Exercise objective:
Count the lines in the data below that contain the string "display", treating case as significant, and reply with that number alone.

(Source records)
- - - - -

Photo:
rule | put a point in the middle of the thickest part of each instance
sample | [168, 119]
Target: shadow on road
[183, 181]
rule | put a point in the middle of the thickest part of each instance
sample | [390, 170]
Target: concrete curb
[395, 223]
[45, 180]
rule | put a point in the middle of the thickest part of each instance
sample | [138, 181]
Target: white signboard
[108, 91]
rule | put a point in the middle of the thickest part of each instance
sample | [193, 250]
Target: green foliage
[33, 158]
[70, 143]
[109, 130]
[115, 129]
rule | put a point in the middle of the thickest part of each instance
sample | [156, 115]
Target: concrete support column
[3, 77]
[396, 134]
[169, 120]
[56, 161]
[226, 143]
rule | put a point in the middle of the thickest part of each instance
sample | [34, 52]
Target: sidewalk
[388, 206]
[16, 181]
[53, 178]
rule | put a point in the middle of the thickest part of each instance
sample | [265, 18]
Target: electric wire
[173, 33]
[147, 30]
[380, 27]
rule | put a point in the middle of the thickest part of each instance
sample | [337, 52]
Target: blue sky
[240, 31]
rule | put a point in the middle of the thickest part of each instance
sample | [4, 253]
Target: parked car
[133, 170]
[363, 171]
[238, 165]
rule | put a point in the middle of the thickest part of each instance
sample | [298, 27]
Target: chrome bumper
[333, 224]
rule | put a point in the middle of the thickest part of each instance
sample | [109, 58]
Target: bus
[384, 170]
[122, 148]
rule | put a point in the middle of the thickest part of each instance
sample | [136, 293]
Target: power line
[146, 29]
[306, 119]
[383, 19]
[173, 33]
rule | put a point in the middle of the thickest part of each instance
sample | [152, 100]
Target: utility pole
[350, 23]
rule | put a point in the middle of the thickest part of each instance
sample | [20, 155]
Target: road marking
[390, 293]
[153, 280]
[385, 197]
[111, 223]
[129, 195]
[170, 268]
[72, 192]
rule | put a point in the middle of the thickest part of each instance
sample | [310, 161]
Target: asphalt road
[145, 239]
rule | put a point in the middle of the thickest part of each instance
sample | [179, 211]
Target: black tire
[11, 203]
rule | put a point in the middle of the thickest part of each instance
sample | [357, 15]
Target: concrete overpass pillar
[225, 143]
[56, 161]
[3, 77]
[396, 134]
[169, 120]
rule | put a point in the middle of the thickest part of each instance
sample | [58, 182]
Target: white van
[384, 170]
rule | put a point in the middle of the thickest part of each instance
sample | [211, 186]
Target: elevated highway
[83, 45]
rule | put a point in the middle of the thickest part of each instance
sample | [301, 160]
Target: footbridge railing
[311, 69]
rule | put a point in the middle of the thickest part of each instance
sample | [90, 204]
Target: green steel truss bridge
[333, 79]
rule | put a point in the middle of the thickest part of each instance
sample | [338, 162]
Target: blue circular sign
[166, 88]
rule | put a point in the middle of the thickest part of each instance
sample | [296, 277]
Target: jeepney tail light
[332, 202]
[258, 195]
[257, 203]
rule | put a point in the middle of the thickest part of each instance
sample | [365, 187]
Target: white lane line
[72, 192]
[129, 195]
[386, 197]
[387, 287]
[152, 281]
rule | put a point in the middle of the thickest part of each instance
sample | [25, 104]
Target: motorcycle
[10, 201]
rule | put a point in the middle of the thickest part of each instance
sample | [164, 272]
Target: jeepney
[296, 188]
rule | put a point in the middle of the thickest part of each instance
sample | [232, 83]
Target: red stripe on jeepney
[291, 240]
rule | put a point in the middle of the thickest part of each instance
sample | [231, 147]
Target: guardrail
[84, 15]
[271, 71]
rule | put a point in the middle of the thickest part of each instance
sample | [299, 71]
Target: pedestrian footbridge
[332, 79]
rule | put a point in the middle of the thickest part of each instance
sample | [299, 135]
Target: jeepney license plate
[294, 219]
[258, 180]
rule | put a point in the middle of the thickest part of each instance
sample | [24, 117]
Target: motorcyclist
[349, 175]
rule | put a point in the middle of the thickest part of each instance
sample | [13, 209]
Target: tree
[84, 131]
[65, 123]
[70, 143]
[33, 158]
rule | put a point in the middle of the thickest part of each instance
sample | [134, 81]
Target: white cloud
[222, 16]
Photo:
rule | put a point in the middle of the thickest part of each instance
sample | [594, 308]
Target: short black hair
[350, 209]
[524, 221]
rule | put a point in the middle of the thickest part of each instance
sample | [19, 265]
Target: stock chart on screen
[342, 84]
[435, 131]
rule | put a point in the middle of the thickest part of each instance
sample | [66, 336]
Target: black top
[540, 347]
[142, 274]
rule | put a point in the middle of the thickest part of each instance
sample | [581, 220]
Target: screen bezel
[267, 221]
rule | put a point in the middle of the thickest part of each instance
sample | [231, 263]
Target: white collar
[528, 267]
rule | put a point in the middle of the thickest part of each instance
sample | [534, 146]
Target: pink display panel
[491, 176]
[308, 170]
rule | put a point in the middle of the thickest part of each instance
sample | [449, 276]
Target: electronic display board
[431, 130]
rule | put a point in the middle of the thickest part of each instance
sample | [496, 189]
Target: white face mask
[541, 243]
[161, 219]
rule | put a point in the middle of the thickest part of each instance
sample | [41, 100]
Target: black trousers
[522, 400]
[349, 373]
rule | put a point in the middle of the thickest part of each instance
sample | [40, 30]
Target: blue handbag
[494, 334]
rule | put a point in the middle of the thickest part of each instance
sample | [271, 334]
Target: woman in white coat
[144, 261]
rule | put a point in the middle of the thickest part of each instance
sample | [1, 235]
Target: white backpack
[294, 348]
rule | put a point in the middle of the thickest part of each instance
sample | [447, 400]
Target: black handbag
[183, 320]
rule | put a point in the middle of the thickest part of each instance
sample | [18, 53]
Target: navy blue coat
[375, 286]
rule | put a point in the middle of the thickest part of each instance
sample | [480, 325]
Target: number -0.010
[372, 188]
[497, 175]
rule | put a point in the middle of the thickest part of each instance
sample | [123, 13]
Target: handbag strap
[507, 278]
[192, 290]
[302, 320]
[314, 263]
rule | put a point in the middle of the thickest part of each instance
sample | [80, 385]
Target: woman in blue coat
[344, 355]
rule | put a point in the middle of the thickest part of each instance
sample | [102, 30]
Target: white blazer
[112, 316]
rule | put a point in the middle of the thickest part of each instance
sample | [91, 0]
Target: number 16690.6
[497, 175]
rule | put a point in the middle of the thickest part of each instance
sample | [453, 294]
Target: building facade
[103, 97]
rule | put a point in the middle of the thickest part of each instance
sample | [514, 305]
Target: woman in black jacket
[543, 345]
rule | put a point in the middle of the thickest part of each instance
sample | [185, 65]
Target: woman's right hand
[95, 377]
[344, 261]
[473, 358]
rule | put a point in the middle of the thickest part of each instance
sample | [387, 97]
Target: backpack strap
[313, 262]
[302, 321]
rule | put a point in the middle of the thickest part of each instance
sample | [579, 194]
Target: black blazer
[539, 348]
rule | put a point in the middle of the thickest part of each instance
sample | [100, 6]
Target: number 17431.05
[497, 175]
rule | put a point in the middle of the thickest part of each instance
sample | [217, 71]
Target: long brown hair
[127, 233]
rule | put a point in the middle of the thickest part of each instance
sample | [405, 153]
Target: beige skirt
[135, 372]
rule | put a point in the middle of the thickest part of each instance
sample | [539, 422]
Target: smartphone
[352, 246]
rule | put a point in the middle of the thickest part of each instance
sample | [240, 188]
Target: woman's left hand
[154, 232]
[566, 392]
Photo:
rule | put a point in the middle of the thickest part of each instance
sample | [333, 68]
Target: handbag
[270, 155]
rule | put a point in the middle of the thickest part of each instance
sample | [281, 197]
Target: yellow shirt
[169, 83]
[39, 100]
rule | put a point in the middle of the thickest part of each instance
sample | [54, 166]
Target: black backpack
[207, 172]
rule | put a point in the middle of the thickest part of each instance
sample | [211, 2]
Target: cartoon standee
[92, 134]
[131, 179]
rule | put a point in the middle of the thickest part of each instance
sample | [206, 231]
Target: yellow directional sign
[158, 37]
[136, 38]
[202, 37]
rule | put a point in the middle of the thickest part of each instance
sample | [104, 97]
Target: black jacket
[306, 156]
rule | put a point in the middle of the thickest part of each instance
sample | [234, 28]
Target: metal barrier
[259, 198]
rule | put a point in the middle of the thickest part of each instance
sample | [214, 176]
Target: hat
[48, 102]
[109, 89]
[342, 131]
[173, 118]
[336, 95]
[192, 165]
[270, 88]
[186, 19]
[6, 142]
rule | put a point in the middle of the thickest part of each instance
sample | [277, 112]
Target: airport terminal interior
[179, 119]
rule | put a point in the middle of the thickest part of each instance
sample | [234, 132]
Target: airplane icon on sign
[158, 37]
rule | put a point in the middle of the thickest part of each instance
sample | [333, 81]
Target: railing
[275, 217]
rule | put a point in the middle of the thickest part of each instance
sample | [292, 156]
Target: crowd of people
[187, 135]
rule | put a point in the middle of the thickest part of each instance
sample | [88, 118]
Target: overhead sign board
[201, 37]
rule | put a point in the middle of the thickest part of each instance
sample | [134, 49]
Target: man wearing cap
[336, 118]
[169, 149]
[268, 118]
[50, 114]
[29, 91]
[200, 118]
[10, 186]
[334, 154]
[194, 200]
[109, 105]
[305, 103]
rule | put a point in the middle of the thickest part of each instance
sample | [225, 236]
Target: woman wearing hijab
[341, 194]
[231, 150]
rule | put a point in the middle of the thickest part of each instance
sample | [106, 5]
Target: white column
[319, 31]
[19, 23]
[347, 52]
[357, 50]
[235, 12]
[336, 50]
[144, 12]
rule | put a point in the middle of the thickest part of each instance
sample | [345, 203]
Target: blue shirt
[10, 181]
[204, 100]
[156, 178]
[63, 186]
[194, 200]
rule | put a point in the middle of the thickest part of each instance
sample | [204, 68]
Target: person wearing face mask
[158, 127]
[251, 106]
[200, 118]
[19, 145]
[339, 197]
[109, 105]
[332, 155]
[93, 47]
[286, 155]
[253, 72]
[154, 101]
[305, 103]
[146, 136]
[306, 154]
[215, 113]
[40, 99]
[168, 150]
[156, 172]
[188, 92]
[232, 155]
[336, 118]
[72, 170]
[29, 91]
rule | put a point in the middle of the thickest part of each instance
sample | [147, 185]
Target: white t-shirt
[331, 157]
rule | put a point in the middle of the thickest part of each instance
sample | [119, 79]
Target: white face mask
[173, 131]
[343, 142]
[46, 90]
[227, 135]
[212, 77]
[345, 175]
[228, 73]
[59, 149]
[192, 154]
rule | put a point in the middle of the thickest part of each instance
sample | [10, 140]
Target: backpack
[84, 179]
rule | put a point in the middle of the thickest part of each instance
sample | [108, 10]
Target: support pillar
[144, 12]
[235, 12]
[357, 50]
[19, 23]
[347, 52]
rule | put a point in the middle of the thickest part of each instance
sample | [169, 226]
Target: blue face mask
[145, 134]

- - - - -

Response to the exercise:
2